• Directive a:
Extract the object location rows below and repeat their lines exactly, leaving out the pictures.

• Selected extract:
The plaintiff seeks provisional sentence
against the defendant for payment of an amount of R1,326 686.89
together with interest
and costs, in respect of professional legal
services rendered to the defendant and disbursements incurred by the
plaintiff on behalf
of the defendant during the subsistence of its
mandate.
2.
The claim is founded on a written mandate
concluded between the parties as well as a taxed bill of costs
containing the taxing master’s
allocatur. Both the mandate and
taxing master’s allocator are annexed to the summons. The
existence and authenticity of the
written mandate and of the taxing
master’s allocator is not in dispute on the papers.
Ex
facie
the summons, the plaintiff’s
claim is founded on a liquid document.
3.

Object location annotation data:
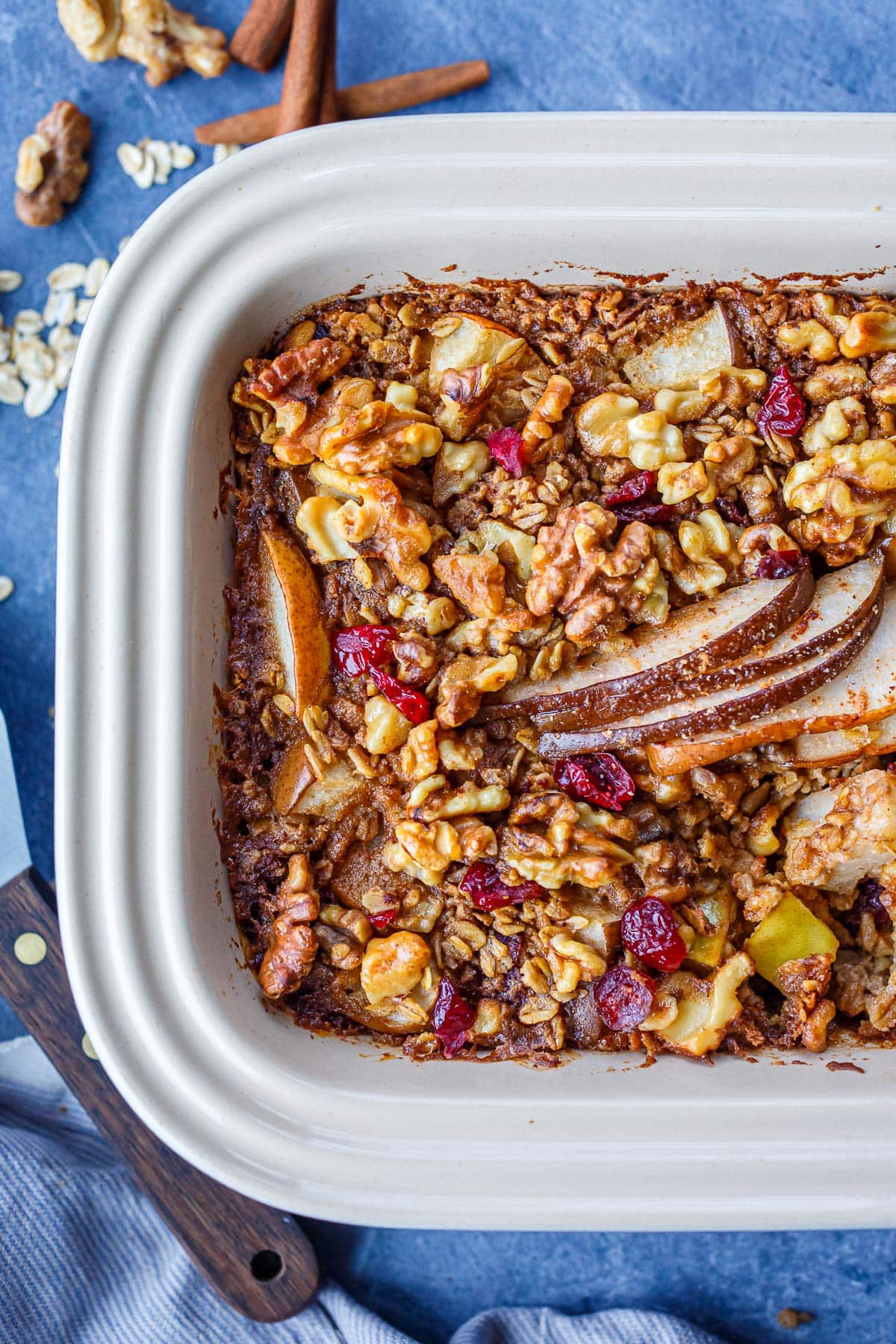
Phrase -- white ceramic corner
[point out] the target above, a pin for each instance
(314, 1124)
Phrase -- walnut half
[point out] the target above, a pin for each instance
(152, 33)
(52, 166)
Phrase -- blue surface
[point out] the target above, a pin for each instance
(640, 54)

• Directive b:
In the provisional sentence excerpt, what are the services and costs for which the plaintiff seeks payment?

• Task output a:
Phrase -- white ceramic corner
[point out] the target above, a pin for each instance
(314, 1124)
Phrase -- walnut half
[point out] the target above, a pin for each instance
(152, 33)
(52, 166)
Phrase -- blue surface
[point out] the target above, a pin for each instance
(640, 54)

• Task output b:
Professional legal services rendered to the defendant and disbursements incurred by the plaintiff on behalf of the defendant during the subsistence of its mandate.